=== What you have to do ===
Your answer should consist of every line from the records that holds the string "instance".
Supplied data Start Marker
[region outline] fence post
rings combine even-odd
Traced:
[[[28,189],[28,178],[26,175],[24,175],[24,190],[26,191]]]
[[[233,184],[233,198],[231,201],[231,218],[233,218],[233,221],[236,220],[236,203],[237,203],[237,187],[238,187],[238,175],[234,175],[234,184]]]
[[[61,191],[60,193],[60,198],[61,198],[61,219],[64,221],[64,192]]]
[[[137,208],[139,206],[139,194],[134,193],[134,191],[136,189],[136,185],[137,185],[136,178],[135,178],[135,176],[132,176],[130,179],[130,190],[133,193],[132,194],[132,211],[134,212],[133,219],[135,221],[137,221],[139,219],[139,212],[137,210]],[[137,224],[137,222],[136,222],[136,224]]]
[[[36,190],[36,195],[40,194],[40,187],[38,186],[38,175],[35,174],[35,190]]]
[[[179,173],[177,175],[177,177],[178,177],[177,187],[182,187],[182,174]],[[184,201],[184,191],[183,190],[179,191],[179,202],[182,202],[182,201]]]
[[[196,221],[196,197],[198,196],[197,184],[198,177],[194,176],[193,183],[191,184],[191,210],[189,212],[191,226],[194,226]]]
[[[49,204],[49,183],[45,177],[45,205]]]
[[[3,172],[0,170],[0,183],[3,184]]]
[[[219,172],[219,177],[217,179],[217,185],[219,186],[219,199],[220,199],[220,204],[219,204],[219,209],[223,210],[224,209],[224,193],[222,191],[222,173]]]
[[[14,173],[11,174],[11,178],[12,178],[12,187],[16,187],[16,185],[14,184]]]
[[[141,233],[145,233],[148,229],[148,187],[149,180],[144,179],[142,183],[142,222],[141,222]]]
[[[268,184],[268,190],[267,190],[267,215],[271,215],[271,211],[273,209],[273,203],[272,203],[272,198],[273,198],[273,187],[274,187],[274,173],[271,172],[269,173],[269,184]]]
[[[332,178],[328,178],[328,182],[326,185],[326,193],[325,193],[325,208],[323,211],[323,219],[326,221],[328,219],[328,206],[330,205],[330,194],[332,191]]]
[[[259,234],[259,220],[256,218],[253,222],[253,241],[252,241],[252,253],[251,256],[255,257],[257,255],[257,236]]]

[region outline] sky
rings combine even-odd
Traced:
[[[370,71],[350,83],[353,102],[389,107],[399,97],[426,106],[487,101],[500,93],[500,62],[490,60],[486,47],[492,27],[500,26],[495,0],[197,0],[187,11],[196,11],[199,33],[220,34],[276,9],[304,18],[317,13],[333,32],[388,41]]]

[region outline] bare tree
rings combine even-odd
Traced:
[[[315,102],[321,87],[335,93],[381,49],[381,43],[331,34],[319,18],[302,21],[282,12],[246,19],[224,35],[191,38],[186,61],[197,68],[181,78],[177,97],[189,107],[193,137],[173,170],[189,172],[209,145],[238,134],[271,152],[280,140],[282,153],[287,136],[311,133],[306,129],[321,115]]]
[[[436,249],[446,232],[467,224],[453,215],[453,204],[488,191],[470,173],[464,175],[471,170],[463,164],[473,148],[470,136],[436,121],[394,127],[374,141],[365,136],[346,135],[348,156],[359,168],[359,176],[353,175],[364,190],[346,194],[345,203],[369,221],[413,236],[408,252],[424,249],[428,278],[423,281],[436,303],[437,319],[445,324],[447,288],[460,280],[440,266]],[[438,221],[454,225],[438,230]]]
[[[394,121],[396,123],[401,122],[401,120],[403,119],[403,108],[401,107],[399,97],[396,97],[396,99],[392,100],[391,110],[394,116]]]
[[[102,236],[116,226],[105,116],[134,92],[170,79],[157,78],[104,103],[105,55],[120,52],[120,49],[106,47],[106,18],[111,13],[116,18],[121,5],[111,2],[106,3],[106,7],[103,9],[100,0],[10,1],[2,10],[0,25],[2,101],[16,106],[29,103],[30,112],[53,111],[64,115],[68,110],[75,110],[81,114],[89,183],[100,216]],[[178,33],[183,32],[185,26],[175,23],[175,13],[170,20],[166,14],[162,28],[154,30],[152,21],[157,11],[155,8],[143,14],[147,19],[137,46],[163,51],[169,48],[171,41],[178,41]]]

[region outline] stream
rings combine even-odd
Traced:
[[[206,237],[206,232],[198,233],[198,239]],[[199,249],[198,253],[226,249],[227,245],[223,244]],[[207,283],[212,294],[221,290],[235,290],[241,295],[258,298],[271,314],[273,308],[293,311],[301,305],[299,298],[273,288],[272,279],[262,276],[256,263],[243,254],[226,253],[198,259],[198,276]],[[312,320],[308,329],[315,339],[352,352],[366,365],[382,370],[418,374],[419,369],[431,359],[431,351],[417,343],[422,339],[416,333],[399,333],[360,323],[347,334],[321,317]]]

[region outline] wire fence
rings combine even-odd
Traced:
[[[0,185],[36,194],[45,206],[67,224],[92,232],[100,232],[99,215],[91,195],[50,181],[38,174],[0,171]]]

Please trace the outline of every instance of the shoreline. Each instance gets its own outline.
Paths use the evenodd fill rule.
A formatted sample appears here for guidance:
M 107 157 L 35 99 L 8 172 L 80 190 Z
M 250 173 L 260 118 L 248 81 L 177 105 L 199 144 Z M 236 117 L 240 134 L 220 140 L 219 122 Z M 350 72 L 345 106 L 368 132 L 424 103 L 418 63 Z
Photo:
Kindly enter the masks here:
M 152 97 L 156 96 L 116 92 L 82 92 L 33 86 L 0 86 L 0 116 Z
Supplied data End Marker
Supplied data Start Marker
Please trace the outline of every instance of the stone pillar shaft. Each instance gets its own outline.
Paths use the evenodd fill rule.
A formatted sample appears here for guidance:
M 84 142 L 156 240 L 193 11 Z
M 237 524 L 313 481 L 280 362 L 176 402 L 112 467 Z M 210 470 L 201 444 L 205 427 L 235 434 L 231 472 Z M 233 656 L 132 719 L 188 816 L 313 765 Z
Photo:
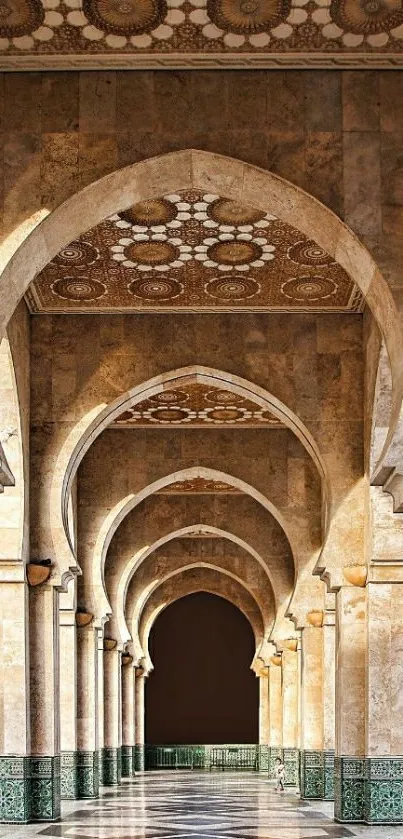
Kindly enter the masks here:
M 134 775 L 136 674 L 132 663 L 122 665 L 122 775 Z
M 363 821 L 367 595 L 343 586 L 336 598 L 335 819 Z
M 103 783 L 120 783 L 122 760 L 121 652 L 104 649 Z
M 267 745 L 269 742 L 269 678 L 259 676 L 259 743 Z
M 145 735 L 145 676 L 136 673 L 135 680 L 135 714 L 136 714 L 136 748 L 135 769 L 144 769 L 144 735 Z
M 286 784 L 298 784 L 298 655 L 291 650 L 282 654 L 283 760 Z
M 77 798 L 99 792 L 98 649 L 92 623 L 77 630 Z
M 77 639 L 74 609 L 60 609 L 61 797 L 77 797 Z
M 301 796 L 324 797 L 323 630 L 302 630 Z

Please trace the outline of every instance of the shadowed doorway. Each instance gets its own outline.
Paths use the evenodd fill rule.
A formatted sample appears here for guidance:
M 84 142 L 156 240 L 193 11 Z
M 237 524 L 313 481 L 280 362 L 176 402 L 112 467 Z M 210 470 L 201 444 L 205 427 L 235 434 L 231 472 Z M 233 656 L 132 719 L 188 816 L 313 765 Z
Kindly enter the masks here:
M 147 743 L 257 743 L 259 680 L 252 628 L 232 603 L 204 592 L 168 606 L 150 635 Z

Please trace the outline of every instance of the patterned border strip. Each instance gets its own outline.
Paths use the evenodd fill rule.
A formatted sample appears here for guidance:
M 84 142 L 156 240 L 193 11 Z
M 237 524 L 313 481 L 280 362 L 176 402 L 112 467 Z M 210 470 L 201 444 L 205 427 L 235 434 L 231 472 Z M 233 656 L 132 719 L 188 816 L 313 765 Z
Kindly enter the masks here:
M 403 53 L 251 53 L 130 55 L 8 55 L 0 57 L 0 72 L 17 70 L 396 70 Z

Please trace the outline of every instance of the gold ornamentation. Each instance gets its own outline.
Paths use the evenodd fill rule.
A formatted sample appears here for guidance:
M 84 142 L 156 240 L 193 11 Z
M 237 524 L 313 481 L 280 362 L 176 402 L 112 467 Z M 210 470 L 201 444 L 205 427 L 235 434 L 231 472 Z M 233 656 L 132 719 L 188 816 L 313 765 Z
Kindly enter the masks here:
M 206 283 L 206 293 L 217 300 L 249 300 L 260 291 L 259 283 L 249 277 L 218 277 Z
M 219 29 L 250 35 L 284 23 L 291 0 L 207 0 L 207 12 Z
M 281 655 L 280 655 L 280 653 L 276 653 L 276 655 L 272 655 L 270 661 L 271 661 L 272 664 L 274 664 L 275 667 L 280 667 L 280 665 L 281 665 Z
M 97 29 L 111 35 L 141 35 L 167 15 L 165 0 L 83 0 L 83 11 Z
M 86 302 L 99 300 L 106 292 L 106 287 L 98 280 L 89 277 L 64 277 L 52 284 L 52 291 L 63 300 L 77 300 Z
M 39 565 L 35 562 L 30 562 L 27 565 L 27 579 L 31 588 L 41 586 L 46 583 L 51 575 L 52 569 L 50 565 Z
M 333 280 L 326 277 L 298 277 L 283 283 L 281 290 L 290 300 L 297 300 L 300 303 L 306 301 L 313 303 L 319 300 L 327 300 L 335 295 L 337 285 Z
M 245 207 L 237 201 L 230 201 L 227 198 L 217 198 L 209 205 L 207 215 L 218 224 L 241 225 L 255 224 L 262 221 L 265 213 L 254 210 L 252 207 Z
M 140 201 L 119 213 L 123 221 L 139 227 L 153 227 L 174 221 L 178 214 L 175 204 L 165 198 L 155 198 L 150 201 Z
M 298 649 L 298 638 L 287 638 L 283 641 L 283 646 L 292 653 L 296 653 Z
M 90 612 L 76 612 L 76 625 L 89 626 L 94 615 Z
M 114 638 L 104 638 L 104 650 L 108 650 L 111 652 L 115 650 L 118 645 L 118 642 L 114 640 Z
Supplied data End Marker
Supplied data Start Marker
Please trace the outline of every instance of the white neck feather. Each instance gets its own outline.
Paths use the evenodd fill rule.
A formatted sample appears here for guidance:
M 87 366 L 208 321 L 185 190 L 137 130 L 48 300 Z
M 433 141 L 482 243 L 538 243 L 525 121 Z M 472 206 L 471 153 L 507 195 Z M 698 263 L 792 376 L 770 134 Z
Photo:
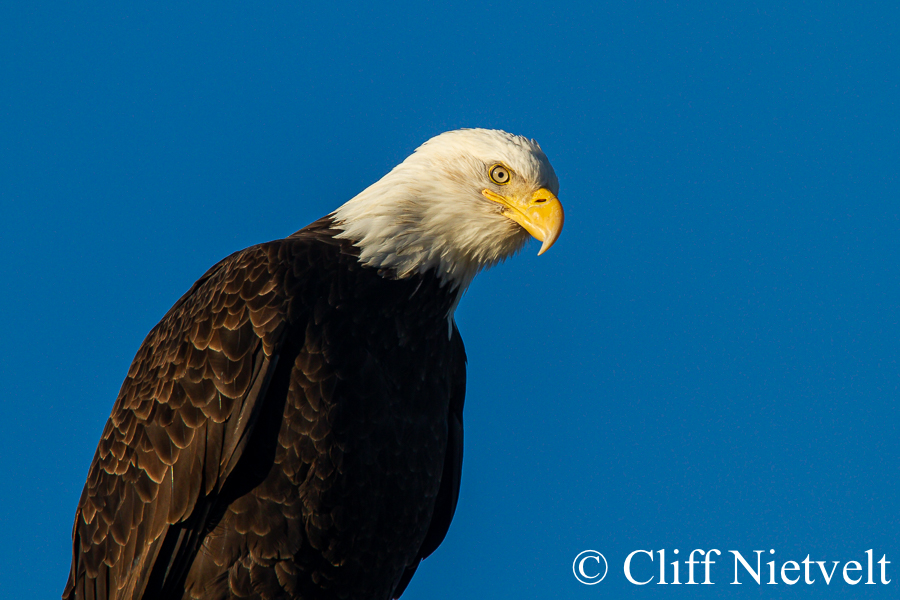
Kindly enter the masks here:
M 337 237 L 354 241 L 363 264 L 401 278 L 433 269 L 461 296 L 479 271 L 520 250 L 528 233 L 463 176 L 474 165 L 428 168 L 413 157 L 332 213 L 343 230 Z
Supplied data End Marker
=== Task response ===
Please trace the outline of every instance of the shoreline. Each instance gets its own outline.
Please trace the outline of every instance of the stone pillar shaft. Each instance gets its own outline.
Please trace the outline of every instance of the shadowed doorway. Each instance gets its own outline.
Please trace the outline of every instance of the patterned border strip. Each instance gets its own outline.
Please trace the outline of every instance of the gold ornamentation. Each instance gets its own outline.
Please trace the outline of every instance of the white neck feather. Each instance gets its own outline.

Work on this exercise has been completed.